# Objective:
Echo the data below from its first line through the line containing "[367,234,411,271]", inclusive, copying every line exactly.

# Data for processing:
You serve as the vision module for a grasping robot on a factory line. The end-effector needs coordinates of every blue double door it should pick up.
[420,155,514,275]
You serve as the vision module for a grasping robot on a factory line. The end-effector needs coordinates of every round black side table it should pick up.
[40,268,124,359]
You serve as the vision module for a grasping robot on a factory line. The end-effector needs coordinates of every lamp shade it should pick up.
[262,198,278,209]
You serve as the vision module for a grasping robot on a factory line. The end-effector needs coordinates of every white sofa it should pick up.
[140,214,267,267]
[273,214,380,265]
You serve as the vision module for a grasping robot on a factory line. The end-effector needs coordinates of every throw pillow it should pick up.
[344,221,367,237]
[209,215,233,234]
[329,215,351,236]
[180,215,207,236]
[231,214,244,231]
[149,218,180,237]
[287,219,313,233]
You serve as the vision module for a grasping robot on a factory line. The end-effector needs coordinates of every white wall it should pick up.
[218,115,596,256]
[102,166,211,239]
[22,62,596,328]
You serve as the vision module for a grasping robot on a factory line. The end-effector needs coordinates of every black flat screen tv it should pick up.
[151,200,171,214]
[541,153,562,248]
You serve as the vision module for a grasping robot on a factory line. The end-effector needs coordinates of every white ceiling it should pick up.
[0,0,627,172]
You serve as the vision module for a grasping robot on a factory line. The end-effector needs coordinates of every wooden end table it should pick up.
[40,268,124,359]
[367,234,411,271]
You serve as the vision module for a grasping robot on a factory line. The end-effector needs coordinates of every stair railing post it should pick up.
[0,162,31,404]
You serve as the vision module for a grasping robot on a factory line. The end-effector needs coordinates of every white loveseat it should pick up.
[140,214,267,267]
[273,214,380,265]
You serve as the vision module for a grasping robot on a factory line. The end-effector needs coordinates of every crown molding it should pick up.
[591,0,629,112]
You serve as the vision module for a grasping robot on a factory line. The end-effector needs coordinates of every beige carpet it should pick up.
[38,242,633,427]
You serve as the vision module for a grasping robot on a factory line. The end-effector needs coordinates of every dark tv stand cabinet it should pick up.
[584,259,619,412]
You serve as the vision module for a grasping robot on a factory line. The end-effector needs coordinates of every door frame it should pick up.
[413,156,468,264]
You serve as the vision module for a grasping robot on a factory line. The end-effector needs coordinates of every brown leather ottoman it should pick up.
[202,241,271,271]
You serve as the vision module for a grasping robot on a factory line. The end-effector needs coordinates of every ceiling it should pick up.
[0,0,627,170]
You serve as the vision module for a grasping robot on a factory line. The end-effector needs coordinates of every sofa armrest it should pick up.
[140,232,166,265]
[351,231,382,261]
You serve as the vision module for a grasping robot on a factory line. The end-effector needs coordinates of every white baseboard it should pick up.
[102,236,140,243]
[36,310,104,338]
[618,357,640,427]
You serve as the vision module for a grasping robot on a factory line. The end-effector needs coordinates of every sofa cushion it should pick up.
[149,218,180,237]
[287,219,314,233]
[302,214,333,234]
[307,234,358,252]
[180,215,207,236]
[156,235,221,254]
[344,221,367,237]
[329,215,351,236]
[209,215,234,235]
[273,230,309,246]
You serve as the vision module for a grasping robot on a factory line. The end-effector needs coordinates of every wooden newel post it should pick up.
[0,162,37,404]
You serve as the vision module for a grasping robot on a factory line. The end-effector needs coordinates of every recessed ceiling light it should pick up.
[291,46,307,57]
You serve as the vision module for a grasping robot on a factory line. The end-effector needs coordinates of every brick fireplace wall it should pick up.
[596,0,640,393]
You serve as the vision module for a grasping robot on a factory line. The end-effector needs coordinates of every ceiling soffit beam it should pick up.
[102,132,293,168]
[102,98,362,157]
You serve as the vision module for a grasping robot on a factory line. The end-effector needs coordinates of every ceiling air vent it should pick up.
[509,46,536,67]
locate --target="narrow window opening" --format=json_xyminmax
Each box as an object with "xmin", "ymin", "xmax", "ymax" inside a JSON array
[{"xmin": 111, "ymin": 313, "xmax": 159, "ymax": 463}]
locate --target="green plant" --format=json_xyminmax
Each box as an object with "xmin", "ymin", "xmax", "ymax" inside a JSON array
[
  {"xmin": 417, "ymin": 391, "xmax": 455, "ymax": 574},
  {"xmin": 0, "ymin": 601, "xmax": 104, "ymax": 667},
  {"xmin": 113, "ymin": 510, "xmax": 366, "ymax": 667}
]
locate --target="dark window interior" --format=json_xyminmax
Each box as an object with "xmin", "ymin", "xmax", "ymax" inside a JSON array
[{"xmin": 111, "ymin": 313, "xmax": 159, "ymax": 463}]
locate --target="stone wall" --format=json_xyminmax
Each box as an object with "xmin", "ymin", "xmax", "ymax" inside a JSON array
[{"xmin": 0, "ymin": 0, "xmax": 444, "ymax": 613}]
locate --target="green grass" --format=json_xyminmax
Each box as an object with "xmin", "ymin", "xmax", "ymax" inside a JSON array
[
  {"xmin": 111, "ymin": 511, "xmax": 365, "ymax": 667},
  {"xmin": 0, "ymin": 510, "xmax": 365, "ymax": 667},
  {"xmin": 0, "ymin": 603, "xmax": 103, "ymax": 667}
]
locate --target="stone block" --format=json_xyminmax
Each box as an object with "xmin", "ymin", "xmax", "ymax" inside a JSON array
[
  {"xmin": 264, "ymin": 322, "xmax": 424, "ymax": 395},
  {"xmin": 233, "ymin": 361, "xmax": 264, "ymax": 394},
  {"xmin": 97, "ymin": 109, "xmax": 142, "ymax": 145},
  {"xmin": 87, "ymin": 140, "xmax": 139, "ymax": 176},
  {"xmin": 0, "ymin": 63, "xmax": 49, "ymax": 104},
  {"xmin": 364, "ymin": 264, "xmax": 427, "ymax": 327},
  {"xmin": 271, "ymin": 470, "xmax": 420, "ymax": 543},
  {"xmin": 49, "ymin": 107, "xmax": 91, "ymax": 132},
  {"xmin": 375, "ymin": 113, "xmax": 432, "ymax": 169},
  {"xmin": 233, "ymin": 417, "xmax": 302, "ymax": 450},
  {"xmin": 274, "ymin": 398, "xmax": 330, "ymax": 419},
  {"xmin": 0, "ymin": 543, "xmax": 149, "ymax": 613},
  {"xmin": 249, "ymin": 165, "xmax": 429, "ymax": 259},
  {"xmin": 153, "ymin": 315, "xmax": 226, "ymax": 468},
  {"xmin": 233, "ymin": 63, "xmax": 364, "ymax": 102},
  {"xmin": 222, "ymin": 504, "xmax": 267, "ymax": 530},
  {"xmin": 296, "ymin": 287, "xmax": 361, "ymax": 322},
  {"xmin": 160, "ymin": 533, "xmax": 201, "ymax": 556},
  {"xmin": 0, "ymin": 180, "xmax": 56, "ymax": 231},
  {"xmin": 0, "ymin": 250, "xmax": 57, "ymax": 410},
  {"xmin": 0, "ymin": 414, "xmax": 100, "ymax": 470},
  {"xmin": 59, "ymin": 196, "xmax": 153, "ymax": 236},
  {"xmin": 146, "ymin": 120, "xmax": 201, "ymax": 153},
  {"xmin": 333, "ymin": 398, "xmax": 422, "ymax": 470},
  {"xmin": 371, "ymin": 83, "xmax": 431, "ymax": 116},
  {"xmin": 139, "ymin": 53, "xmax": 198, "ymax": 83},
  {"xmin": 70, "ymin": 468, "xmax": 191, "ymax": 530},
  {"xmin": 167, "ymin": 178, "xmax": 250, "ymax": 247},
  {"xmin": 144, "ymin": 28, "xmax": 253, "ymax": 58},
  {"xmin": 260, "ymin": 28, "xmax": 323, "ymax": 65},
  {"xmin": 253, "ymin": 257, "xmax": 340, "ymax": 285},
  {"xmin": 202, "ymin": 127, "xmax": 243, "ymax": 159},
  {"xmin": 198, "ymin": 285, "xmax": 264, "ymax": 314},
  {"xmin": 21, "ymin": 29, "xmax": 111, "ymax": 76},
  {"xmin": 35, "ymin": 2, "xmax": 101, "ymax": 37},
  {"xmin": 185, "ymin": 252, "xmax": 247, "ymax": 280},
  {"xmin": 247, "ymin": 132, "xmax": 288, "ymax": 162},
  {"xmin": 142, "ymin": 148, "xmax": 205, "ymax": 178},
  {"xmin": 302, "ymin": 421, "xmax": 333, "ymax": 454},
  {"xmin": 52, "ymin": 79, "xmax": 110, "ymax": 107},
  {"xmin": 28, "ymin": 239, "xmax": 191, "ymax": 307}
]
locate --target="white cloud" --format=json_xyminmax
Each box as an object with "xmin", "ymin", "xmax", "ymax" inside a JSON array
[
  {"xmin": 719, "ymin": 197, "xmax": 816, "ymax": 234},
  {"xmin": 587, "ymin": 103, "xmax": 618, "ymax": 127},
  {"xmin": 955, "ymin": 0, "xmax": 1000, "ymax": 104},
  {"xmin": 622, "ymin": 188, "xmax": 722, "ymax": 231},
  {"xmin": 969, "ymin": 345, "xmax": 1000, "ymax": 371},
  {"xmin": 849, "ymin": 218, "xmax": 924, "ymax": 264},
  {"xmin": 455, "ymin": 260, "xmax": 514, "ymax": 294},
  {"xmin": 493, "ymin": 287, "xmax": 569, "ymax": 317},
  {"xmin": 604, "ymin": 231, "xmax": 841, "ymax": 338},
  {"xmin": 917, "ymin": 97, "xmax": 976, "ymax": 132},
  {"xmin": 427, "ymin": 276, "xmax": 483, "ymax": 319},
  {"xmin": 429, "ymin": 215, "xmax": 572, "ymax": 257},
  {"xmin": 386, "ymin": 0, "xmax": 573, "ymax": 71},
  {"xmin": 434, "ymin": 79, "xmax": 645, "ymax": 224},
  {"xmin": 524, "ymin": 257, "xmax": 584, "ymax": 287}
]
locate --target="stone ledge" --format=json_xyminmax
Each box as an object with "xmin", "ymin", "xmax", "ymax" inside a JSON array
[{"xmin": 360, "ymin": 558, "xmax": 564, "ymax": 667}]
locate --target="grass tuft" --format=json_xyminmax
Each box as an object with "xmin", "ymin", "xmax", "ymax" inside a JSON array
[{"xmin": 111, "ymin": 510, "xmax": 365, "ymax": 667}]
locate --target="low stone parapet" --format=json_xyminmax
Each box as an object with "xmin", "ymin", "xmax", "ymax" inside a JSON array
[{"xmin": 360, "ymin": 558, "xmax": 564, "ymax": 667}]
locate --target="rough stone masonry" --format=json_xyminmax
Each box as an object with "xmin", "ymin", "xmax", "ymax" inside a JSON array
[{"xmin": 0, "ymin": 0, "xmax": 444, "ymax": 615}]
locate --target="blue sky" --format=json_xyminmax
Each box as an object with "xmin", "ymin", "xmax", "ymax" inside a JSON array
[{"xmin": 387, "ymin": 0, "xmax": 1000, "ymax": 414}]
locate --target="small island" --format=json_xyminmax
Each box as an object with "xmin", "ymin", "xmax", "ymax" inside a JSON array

# Task answer:
You serve as the vision module for a grasping robot on a factory line. The end-effector needs coordinates of every blue double door it should pick up.
[420,155,514,275]
You serve as the vision module for a grasping robot on a factory line. The end-effector needs coordinates of every round black side table it should pick up.
[40,268,124,359]
You serve as the vision module for a grasping robot on a factory line. The end-effector needs coordinates of every lamp shade it should pick up.
[262,198,278,209]
You serve as the vision module for a grasping robot on a factory line. The end-effector needs coordinates of every white sofa it should pick up.
[140,214,267,267]
[273,214,380,265]
You serve as the vision module for a grasping robot on a factory line. The end-effector needs coordinates of every throw pillow it should pick up.
[344,221,367,237]
[209,215,233,234]
[329,215,351,236]
[180,215,207,236]
[231,214,244,231]
[149,218,180,237]
[287,219,313,233]
You serve as the vision module for a grasping robot on a factory line. The end-effector needs coordinates of every white wall it should pick up.
[218,115,596,256]
[102,166,211,239]
[22,62,596,328]
You serve as the vision module for a grasping robot on a factory line. The end-effector needs coordinates of every black flat screen tv it should pick up.
[151,200,171,214]
[541,153,562,248]
You serve as the vision module for a grasping robot on a factory line. The end-effector needs coordinates of every white ceiling it should pick up.
[0,0,627,172]
You serve as the vision module for a grasping robot on a factory line. The end-effector needs coordinates of every wooden end table it should pick up.
[40,268,124,359]
[367,234,411,271]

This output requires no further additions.